_SELECTED PASSAGE:_
•••
How the Supreme Court Doomed the Affordable Care Act to Failure

January 9, 2013

The Supreme Court's surprise ruling on the Affordable Care Act (ACA) has left many observers wondering about the implications of the ruling on the law itself, says Thomas A. Lambert, the Judge C.A. Leedy Professor of Law at the University of Missouri Law School.

  • In a 5-4 decision, the Supreme Court ruled that the ACA is constitutional.
  • In writing the opinion, Chief Justice Roberts, argued that the individual mandate is nothing more than a tax.
  • However, the Court struck down the provision that would deny Medicaid funding to states that did not expand their Medicaid roles.

Together, the ruling has a profound impact on the health care market and is likely to raise premiums and the cost of medical care. For example, the cost of paying the tax for not having insurance is not steep enough to encourage young, healthy individuals to enter the health care market. These individuals would rather take the risk and pay the penalty because it would be cheaper than acquiring health insurance.

This is problematic considering that the infusion of younger and healthier individuals is necessary to spread risk in the market and lower overall premiums. In addition, the decision also limits Congress's ability to increase the penalty.

Proponents of the ACA argue that the subsidies in the bill will entice younger people to purchase insurance. However, the subsidies are too small and out-of-pocket costs for insurance will be much higher than simply paying the tax.
•••
_RECORDED INFORMATION:_
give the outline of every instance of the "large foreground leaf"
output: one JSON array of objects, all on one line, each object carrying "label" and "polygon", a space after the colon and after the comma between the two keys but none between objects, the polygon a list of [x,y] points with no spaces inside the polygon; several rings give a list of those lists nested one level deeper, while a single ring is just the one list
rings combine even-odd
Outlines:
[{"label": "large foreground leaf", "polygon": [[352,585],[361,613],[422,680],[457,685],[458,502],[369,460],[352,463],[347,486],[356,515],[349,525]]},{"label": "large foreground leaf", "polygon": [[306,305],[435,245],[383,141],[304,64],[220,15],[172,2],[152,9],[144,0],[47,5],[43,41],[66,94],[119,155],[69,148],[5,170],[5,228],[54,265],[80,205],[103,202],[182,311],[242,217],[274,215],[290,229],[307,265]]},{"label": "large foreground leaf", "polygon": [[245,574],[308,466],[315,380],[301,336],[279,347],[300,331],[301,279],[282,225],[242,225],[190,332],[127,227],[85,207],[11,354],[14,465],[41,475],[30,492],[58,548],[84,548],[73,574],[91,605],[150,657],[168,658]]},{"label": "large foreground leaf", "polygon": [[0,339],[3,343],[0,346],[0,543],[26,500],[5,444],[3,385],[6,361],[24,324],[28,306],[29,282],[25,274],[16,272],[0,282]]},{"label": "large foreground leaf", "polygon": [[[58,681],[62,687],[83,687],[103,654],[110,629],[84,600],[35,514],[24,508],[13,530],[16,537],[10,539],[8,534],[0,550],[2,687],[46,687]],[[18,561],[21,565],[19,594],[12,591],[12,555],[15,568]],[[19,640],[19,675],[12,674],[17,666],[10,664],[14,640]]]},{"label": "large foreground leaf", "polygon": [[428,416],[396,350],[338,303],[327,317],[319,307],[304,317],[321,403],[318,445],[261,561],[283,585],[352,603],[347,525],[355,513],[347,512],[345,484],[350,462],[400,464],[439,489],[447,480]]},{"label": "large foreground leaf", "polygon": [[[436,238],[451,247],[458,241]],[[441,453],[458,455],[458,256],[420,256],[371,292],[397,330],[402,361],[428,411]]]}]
•••
_ACTIVITY:_
From the piece on the Supreme Court and the Affordable Care Act, copy the passage word for word, beginning at the words that have "The Supreme Court's" and stopping after "Missouri Law School.".

_RESULT BELOW:_
The Supreme Court's surprise ruling on the Affordable Care Act (ACA) has left many observers wondering about the implications of the ruling on the law itself, says Thomas A. Lambert, the Judge C.A. Leedy Professor of Law at the University of Missouri Law School.